● What you should do: Print the data that follows exactly.

● Stored items from a collection:
====
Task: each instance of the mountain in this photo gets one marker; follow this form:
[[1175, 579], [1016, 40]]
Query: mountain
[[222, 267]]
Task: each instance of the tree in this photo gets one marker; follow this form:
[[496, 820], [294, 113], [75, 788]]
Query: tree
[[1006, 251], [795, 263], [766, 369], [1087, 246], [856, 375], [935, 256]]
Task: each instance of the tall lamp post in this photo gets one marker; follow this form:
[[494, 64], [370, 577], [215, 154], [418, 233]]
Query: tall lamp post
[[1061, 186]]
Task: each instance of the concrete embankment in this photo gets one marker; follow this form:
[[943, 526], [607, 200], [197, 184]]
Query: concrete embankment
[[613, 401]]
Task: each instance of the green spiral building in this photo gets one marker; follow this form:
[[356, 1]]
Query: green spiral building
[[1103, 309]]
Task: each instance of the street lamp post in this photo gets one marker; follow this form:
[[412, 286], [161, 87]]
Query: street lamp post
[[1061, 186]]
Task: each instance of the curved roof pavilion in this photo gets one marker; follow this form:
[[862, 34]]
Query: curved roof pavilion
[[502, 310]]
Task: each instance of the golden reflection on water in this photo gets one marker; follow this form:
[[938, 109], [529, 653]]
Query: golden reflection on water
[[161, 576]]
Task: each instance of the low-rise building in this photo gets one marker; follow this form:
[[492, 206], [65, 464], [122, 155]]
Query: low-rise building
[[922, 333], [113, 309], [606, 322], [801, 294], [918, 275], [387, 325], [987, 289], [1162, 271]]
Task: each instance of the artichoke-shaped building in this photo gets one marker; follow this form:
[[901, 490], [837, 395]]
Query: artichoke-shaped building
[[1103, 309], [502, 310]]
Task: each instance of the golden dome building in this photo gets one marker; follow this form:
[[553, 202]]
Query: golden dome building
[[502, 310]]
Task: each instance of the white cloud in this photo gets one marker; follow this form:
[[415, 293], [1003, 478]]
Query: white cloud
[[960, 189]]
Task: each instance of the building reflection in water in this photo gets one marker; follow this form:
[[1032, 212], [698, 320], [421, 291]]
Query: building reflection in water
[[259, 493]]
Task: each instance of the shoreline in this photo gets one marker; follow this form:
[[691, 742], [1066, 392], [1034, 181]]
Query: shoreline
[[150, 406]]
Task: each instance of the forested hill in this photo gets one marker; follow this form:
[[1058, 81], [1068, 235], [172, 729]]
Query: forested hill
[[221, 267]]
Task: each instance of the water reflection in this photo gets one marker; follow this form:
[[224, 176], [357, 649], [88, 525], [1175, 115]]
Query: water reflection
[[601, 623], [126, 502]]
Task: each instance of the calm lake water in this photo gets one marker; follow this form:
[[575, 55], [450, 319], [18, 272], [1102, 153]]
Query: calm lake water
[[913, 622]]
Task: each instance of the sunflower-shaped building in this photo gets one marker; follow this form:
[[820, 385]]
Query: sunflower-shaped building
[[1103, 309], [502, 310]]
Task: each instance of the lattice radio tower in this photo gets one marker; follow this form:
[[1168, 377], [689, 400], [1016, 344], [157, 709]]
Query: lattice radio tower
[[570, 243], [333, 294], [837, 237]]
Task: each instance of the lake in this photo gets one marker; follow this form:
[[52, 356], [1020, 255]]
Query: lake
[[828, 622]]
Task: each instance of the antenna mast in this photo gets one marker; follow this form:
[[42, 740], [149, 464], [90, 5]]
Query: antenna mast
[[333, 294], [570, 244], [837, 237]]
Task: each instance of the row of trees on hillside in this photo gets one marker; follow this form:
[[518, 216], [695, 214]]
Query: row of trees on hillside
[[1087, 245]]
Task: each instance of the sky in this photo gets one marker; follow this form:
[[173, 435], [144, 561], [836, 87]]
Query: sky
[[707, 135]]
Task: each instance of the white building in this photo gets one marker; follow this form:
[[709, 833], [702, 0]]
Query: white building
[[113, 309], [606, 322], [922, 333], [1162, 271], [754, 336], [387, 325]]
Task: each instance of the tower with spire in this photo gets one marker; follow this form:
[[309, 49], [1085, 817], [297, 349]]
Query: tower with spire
====
● Solution:
Task: each instance of the mountain in this photo gets one marker; follow this form:
[[1175, 579], [1016, 40]]
Query: mountain
[[222, 267]]
Task: each instance of the tree in this photo gets one marker; follow this form:
[[496, 820], [294, 113], [75, 788]]
Query: tree
[[1006, 251], [795, 263], [766, 369], [1087, 246], [856, 375], [935, 256]]
Task: each instance of the tall lamp post in this photo gets one marker; follow this form:
[[494, 64], [370, 577], [215, 154], [418, 233]]
Query: tall lamp post
[[1061, 186]]
Task: each instance of the concrete embankment in this photo gets one marker; follow this form:
[[943, 526], [607, 200], [197, 184]]
Query: concrete embankment
[[613, 401]]
Task: each instance of the green spiral building in this photo gets one marker; follow this form:
[[356, 1]]
Query: green spiral building
[[1103, 309]]
Task: each instance of the street lamp post in this photo gets one marker; follow this form:
[[412, 286], [161, 87]]
Query: street lamp post
[[1061, 186]]
Task: each instance of the curved roof pavilion in this photo gets one marker; follow this form:
[[862, 34]]
Query: curved roof pavilion
[[502, 310]]
Task: each instance of the golden reflection on water in this photo gets one marker; follow this form:
[[938, 109], [529, 653]]
Query: golden reflection on water
[[161, 576]]
Task: each instance of the low-rise building in this photo gets one marker; follow this form:
[[492, 206], [65, 464], [122, 155]]
Query: low-rise building
[[922, 333], [113, 309], [606, 322], [801, 294], [918, 275], [387, 325], [987, 289], [1162, 271]]
Task: each instance of the artichoke-shaped building in this photo gets one marker; follow this form:
[[901, 490], [837, 395]]
Query: artichoke-shaped building
[[1103, 309], [502, 310]]
Task: each instance of the golden dome building in this photo gets one marker; follow this form:
[[553, 202]]
Query: golden dome building
[[502, 310]]
Task: each instance of the white cloud in this photo gets one marker; follow this form:
[[415, 293], [1003, 478]]
Query: white cloud
[[960, 189]]
Task: each instance of the building reflection in water in this photo gets one marker; follow this form:
[[1032, 212], [698, 320], [421, 291]]
Query: building reflection in water
[[259, 493]]
Task: each instance of the shoreline in this photo gets one marker; follow this form:
[[691, 742], [1066, 392], [1034, 181]]
Query: shoreline
[[150, 406]]
Task: each instance of the forested hill in this photo gets one marker; follow this form:
[[1058, 81], [1068, 235], [172, 729]]
Query: forested hill
[[221, 267]]
Task: each instance of the water reflection in this photo gets one marker; follow this form:
[[224, 176], [357, 649], [88, 525], [1175, 115]]
Query: water reflection
[[601, 623], [126, 502]]
Task: each instance of the calm lake water in this photo gets one marker; follow this form:
[[575, 55], [450, 319], [18, 272], [1102, 153]]
Query: calm lake water
[[913, 622]]
Task: each instance of the sunflower-shaped building in this photo gets one marker; follow this form:
[[820, 385]]
Query: sunflower-shaped building
[[1103, 309], [502, 310]]
Task: each instance of the lattice radio tower in this photo gets one marker; follow this form:
[[1168, 377], [689, 400], [1016, 344], [157, 709]]
Query: lattice radio tower
[[570, 243], [333, 294], [837, 237]]
Task: each instance of the lake in this photo gets one marker; follow this form:
[[52, 356], [1020, 255]]
Query: lake
[[828, 622]]
Task: each instance of the antenna mast in this photo gets one marker; follow this form:
[[42, 740], [149, 464], [90, 5]]
Query: antenna mast
[[333, 294], [570, 244], [837, 237]]
Task: each instance of the row of trees on hillside in this photo gets one marker; follow this form:
[[518, 216], [695, 214]]
Query: row of trees on hillside
[[1087, 245]]
Task: each instance of the sky in this photo gets one marker; follow this form:
[[173, 435], [144, 561], [836, 87]]
Query: sky
[[707, 135]]
Task: each instance of the white building in this photo gets one marker; follow this form:
[[709, 833], [702, 0]]
Query: white building
[[113, 309], [606, 322], [922, 333], [1162, 271], [754, 336], [387, 325]]
Task: each instance of the tower with spire in this photo gets one marker; follow this form:
[[309, 49], [1085, 817], [297, 349]]
Query: tower with spire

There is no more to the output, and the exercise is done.